What to produce: Please return every line of the data below that contains the string "handrail", treating case as significant.

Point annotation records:
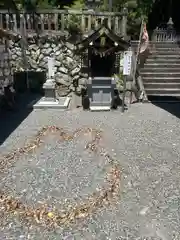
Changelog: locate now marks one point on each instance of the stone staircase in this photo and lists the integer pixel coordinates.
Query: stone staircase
(161, 72)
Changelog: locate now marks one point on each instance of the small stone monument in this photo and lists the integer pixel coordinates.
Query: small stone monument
(49, 100)
(49, 85)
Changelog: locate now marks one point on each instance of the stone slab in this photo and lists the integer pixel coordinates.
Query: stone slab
(99, 108)
(62, 103)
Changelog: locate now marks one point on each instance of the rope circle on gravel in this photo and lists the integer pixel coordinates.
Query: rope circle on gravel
(55, 218)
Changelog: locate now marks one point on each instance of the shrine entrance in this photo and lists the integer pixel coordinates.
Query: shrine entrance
(162, 10)
(102, 66)
(101, 61)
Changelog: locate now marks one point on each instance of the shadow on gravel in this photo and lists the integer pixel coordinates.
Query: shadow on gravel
(10, 120)
(169, 104)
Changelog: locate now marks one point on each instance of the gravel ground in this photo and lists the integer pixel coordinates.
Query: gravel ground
(145, 141)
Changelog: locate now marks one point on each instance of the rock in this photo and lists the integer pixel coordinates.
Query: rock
(6, 72)
(18, 52)
(83, 81)
(47, 45)
(32, 63)
(47, 51)
(84, 75)
(62, 81)
(75, 71)
(70, 46)
(53, 46)
(69, 53)
(62, 90)
(56, 48)
(33, 47)
(58, 63)
(57, 53)
(75, 78)
(59, 57)
(63, 70)
(69, 60)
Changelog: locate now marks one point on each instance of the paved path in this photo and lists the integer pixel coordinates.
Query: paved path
(144, 140)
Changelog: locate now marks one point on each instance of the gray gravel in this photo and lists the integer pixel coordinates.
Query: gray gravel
(145, 141)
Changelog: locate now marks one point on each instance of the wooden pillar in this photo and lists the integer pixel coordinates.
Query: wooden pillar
(124, 23)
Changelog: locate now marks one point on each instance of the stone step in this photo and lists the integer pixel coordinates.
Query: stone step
(161, 74)
(163, 92)
(99, 108)
(160, 69)
(164, 56)
(162, 85)
(166, 60)
(161, 79)
(168, 51)
(150, 65)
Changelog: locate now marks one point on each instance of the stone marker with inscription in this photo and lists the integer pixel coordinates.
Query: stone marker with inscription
(50, 100)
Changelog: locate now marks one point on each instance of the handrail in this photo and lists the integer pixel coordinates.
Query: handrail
(138, 51)
(143, 95)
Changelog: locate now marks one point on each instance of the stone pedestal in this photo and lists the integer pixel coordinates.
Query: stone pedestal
(49, 100)
(49, 90)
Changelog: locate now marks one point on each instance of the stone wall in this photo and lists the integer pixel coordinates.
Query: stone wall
(67, 63)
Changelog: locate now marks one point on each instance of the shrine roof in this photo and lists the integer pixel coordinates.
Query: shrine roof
(103, 31)
(7, 34)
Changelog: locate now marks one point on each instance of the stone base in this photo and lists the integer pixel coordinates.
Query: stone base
(99, 108)
(62, 103)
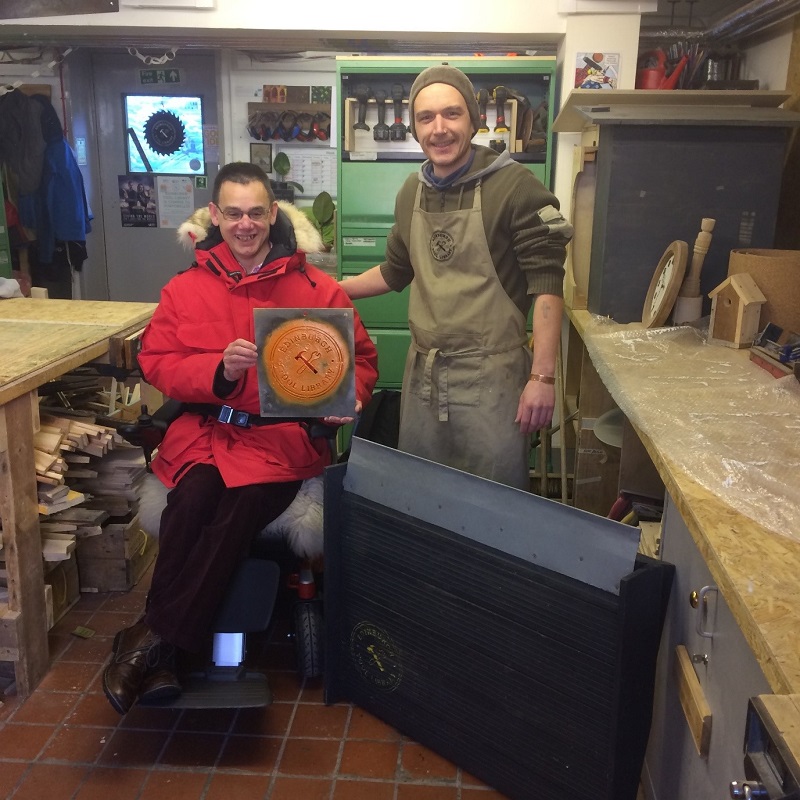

Written response:
Changelog: locate now marks one point on each instance of the handrail in this photo and lists the integer pixel coordinates.
Query: handrail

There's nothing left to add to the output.